Copy, word for word, the lines of the entries below between the one with "Drop a marker on the blue sneaker, one" and the one with "[(854, 389), (642, 246)]", inclusive, and leave out everything else.
++++ The data ++++
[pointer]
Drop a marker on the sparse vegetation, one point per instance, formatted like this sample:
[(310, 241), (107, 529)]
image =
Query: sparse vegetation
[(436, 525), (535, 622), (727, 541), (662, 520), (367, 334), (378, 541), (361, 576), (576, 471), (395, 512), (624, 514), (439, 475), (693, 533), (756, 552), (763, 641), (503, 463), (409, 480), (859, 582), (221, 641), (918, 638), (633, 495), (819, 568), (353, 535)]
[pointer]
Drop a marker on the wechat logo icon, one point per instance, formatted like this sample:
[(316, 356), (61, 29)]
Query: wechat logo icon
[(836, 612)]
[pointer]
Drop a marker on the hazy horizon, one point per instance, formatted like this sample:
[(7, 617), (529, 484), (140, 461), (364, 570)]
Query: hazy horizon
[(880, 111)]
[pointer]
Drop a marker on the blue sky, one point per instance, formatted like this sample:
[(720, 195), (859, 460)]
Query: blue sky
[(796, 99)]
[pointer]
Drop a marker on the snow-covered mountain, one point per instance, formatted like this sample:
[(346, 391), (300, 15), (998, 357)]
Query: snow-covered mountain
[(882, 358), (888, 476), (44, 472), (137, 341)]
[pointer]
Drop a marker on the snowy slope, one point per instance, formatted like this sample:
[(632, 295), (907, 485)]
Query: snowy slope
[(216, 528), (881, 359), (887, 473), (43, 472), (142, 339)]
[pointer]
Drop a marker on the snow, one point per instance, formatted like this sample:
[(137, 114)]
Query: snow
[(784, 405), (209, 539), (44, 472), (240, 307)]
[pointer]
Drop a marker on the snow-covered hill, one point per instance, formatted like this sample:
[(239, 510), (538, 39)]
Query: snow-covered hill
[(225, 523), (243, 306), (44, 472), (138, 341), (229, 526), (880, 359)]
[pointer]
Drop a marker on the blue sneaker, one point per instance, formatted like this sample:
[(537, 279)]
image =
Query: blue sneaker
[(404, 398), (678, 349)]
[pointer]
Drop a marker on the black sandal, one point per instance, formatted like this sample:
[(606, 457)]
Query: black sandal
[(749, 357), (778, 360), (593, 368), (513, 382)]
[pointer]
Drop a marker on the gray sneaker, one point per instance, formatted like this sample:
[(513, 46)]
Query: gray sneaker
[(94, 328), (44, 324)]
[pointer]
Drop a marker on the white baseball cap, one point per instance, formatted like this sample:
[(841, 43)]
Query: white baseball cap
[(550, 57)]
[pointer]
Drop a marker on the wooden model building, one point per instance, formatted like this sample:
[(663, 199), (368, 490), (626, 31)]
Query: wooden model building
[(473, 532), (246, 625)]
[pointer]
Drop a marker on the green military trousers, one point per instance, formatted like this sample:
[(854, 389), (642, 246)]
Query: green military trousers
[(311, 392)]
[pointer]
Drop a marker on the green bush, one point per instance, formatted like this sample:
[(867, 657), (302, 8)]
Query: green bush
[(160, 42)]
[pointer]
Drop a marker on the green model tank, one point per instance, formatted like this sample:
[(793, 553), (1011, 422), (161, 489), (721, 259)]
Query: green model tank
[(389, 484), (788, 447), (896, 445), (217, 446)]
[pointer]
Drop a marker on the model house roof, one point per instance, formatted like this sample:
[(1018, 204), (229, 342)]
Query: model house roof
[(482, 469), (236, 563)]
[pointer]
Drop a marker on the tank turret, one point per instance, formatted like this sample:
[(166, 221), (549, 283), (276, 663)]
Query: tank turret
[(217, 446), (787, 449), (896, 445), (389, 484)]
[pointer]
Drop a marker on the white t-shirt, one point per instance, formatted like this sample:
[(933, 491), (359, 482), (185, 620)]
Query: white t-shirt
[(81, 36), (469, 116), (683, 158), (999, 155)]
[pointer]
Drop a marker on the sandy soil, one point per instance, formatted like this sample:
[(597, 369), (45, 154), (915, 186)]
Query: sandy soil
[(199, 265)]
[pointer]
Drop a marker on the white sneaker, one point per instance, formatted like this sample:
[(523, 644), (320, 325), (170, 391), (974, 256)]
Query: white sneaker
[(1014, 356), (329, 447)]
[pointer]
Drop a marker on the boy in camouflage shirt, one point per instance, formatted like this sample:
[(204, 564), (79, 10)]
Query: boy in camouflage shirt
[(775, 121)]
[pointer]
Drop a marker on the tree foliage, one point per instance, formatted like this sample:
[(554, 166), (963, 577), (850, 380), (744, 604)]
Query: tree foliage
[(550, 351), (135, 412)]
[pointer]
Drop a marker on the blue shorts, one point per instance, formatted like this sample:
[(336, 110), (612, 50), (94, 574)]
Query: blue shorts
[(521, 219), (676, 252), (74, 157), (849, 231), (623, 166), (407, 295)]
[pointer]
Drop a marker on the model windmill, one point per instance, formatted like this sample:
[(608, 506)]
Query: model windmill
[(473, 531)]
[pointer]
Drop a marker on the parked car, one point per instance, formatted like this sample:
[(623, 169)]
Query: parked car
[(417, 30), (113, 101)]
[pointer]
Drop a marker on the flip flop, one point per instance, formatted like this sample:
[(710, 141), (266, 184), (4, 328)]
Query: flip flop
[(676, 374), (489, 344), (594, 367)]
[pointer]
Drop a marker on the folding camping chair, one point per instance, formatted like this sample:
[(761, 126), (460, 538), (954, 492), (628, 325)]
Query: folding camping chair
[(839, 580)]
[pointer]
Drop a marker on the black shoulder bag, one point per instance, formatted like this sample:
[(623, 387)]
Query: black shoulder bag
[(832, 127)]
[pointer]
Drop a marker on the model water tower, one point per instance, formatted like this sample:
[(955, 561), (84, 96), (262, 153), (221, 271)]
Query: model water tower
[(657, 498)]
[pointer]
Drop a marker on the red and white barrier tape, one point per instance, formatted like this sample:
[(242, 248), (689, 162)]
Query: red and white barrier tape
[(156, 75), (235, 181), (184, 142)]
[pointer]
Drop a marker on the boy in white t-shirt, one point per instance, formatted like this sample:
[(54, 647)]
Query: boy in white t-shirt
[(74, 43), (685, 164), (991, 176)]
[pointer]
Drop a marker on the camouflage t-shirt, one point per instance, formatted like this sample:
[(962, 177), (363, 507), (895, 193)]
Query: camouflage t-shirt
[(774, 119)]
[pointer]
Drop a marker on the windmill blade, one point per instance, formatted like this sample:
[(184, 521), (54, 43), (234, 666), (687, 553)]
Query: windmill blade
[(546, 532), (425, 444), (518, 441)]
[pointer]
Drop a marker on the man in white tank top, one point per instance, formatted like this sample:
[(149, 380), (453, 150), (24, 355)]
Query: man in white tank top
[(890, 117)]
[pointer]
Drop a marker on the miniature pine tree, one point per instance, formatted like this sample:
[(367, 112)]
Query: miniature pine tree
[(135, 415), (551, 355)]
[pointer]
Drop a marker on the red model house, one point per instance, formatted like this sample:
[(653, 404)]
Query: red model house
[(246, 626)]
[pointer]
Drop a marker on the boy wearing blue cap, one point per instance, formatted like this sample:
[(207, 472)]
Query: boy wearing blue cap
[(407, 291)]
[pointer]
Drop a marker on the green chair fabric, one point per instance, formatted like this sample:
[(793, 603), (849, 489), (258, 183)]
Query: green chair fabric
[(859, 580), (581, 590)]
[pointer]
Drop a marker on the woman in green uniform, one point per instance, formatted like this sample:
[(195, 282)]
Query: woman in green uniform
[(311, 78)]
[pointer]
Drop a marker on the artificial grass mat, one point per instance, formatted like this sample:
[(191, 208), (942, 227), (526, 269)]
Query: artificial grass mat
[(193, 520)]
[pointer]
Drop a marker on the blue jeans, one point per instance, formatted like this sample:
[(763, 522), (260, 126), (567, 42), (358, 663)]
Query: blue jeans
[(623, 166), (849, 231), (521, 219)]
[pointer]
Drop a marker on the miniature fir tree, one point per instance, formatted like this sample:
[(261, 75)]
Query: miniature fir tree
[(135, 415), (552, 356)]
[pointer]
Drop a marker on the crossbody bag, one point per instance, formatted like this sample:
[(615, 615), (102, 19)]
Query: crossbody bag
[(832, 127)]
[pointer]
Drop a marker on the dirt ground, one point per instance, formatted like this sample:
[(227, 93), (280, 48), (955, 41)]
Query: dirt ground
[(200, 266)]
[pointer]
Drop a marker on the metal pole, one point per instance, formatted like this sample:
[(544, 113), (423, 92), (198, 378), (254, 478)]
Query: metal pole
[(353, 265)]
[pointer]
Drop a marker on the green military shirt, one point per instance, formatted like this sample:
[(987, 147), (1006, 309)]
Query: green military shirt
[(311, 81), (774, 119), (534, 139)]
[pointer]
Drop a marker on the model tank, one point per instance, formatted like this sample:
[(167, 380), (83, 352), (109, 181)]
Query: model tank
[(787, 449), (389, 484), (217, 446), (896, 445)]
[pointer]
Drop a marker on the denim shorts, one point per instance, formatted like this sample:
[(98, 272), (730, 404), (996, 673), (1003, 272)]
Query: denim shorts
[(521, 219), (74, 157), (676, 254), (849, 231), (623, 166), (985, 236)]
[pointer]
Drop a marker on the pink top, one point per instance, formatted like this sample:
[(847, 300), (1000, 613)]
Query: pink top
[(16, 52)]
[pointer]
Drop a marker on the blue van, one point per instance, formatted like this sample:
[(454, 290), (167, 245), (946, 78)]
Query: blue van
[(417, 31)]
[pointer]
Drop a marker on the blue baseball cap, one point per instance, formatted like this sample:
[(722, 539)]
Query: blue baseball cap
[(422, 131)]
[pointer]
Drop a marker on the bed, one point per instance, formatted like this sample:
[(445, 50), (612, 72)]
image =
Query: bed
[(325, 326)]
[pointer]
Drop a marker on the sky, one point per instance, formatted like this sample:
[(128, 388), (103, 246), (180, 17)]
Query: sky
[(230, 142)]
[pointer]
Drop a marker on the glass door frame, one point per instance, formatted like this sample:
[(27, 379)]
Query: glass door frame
++++
### Written answer
Drop a marker on the blue sneaker, one point per instance, formatted like this sample:
[(537, 279)]
image =
Query: blue sneaker
[(404, 398), (678, 349)]
[pointer]
Drop a marker on the black sandal, one point per instance, formatted like this sample:
[(606, 457)]
Query: black sandal
[(749, 357), (778, 360), (593, 368), (513, 382)]
[pointer]
Drop a marker on the gray sneaker, one point per instance, formatted like this sample:
[(513, 46)]
Query: gray sneaker
[(94, 328), (44, 324)]
[pointer]
Drop a marker on the white baseball cap, one point per instance, formatted like this sample:
[(841, 43)]
Query: white baseball cap
[(550, 57)]
[pointer]
Drop a marker on the wooden model building, one point per instance, formatted like this sample:
[(663, 199), (368, 490), (626, 31)]
Query: wooden model building
[(473, 532), (246, 625)]
[pointer]
Drop a marker on the green military trousers, one point per instance, formatted like this sample:
[(854, 389), (642, 246)]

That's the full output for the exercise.